(DATA SECTION Opens)

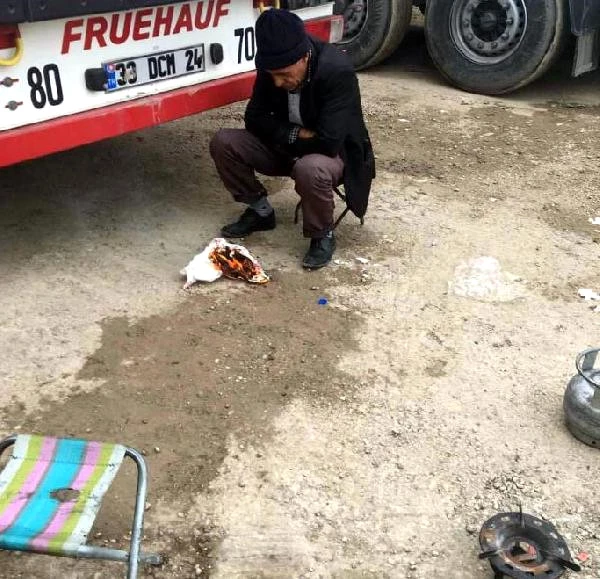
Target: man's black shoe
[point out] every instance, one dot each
(319, 253)
(249, 222)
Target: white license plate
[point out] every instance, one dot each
(132, 72)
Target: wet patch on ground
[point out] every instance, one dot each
(176, 386)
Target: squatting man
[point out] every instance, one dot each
(304, 120)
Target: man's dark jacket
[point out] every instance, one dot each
(330, 105)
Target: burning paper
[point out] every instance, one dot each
(221, 258)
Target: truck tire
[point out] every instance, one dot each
(373, 28)
(495, 46)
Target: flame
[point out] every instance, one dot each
(236, 263)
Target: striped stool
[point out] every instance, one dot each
(50, 493)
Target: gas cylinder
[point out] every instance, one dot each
(581, 402)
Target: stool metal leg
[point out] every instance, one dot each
(138, 518)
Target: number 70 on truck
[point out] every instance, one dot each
(72, 73)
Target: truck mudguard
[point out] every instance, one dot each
(585, 16)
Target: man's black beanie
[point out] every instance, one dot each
(280, 38)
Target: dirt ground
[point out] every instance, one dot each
(370, 437)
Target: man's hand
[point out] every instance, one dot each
(306, 134)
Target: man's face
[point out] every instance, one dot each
(290, 78)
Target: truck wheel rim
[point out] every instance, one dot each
(488, 31)
(355, 17)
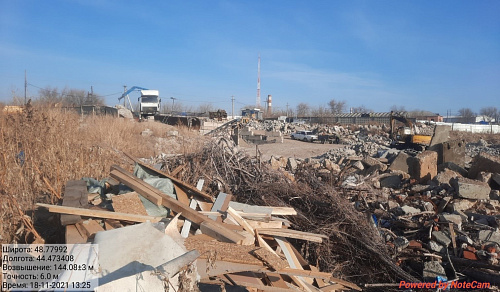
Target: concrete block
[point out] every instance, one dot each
(370, 161)
(452, 166)
(275, 164)
(423, 167)
(291, 164)
(484, 162)
(410, 210)
(393, 181)
(437, 247)
(450, 151)
(400, 162)
(489, 236)
(471, 189)
(495, 181)
(460, 205)
(451, 218)
(441, 237)
(441, 134)
(432, 270)
(444, 178)
(358, 165)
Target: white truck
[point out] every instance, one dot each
(306, 136)
(149, 103)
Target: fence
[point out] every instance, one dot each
(489, 129)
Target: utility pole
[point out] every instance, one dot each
(25, 86)
(173, 102)
(124, 90)
(232, 104)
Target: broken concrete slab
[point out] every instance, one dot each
(291, 164)
(410, 210)
(392, 181)
(441, 237)
(432, 270)
(400, 162)
(358, 165)
(370, 161)
(452, 166)
(441, 134)
(489, 236)
(450, 151)
(471, 189)
(423, 167)
(451, 218)
(434, 246)
(484, 162)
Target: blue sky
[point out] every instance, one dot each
(429, 55)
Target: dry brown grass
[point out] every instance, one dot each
(61, 146)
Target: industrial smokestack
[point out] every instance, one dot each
(269, 105)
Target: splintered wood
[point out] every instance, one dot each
(129, 203)
(239, 244)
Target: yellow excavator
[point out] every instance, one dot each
(404, 137)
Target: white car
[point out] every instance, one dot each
(306, 136)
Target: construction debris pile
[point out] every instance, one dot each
(363, 214)
(438, 212)
(186, 238)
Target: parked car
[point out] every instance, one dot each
(306, 136)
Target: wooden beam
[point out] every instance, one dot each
(98, 213)
(75, 195)
(177, 181)
(293, 234)
(181, 195)
(215, 228)
(240, 220)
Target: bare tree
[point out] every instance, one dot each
(397, 108)
(490, 114)
(50, 96)
(361, 109)
(205, 108)
(303, 109)
(468, 116)
(337, 107)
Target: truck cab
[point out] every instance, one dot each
(149, 103)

(DATA SECTION Closes)

**WORK TO COMPLETE:**
Exactly reproduce the lines that run from the first line of the listing above to the line containing "Target: flame", including both; omit the pictures.

**TASK RESULT:**
Target: man's black shoe
[point out] every instance, one dot each
(319, 253)
(249, 222)
Target: white license plate
[point out] every instance, one dot each
(132, 72)
Target: wet patch on ground
[point out] every instance, one dot each
(176, 386)
Target: squatting man
[point out] every instance, one dot each
(304, 120)
Target: man's dark jacket
[point out] every instance, one dot each
(330, 105)
Target: burning paper
[point out] every instance, one dot each
(221, 258)
Target: truck tire
[point out] every instance, one dot each
(373, 28)
(495, 46)
Target: flame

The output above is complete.